(Entries taken from a collection)
________
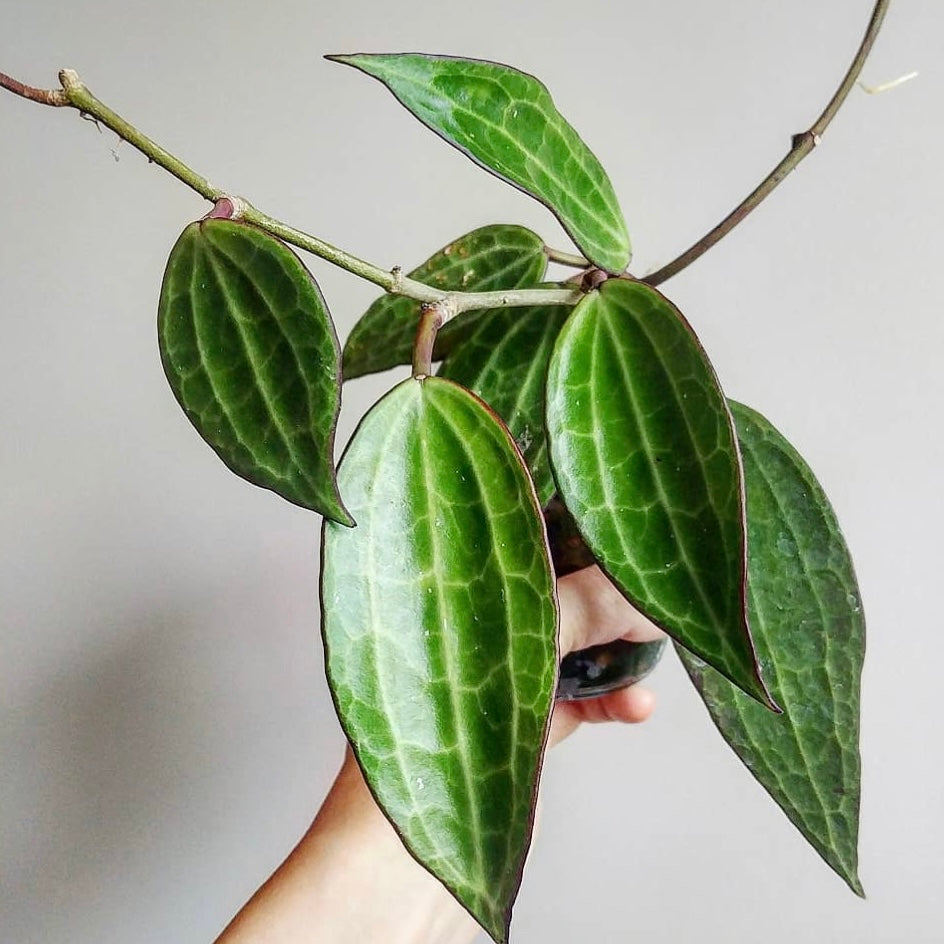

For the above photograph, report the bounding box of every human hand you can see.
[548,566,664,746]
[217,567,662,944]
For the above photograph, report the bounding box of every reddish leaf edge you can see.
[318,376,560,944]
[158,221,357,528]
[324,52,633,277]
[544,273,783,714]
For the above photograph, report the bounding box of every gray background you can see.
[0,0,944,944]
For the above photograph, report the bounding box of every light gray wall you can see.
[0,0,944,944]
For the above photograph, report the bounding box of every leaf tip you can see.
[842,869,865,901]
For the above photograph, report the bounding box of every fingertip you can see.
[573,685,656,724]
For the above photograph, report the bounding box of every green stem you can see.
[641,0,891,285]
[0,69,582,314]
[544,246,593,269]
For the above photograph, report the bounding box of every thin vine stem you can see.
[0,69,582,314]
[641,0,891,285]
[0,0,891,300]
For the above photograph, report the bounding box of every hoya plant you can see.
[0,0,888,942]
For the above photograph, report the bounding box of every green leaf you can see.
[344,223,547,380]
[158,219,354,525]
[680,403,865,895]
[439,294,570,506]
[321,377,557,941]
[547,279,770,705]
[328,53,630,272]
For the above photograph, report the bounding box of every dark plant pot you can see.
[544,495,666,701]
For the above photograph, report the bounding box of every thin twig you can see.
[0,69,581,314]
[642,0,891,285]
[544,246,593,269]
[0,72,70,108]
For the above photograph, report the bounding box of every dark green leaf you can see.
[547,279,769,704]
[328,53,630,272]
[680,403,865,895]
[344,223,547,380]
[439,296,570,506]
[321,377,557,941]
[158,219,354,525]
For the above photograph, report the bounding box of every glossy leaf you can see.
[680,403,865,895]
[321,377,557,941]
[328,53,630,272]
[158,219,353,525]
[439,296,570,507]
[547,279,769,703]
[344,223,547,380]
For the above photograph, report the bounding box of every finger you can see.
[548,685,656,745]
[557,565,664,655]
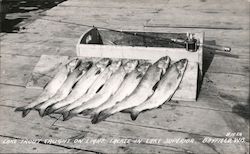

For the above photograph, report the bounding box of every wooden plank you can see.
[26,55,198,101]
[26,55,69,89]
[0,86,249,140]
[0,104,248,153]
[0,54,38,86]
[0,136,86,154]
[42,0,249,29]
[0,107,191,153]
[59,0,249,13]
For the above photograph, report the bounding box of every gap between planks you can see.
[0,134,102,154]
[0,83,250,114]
________
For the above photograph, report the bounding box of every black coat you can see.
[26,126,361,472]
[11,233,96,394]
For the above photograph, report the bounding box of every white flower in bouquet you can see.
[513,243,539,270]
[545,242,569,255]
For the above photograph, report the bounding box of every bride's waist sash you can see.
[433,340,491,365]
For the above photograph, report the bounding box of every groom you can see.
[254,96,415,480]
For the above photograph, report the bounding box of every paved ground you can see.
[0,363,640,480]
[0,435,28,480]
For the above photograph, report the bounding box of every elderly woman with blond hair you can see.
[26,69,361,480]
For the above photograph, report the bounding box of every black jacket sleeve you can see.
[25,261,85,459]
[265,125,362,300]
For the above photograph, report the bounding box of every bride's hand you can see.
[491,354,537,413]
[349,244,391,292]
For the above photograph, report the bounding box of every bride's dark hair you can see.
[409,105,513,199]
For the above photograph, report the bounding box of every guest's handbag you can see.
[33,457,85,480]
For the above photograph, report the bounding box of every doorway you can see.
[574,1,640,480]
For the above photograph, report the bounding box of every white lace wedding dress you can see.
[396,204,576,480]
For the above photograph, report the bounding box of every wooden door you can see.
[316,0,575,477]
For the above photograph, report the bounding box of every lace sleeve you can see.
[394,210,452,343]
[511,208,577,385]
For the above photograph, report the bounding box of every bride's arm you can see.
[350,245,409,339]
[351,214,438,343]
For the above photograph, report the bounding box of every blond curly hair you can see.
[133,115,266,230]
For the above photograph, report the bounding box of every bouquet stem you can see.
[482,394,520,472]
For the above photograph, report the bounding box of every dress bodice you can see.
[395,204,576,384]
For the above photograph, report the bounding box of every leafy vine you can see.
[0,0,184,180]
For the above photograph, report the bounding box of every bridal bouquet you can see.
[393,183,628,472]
________
- WHAT NEEDS TO BE DONE
Return the lines of the records from the line containing "dark hair you can see." through the line containing "[393,183,628,472]", including both of those lines. Keep every character of each line unchanged.

- REPLY TO THE TASK
For the above photograph, report the bounding box of every bride's dark hair you can see.
[409,105,513,199]
For the above photograph, report the bounding box of every guest's handbag you can see.
[33,457,85,480]
For the above photograph, report the bounding box of every doorway you can see.
[574,1,640,480]
For the above photograph, report the bounding box of every white lace wedding dress you can see.
[396,204,576,480]
For the above photograph, report the bounding box of every wooden door you can see.
[316,0,575,477]
For the above photograph, report the bounding box of every lace sleeve you can see.
[394,210,452,343]
[511,208,577,385]
For the above photograph, report the bounding box of every bride's arm you can see.
[350,245,409,339]
[351,214,438,343]
For the above photograph, report the bounding box of every blond curly hair you can see.
[133,115,266,230]
For the above photograph, report the bounding box of every bouquet stem you can see.
[482,394,520,472]
For the above photograph, report the bounding box of every dress bodice you can see.
[395,204,576,384]
For the above photograph, report the bounding box of every leafy vine you can see.
[0,0,184,180]
For the above photograph, report the bounding box of every bridal bouquet you can see.
[393,183,628,472]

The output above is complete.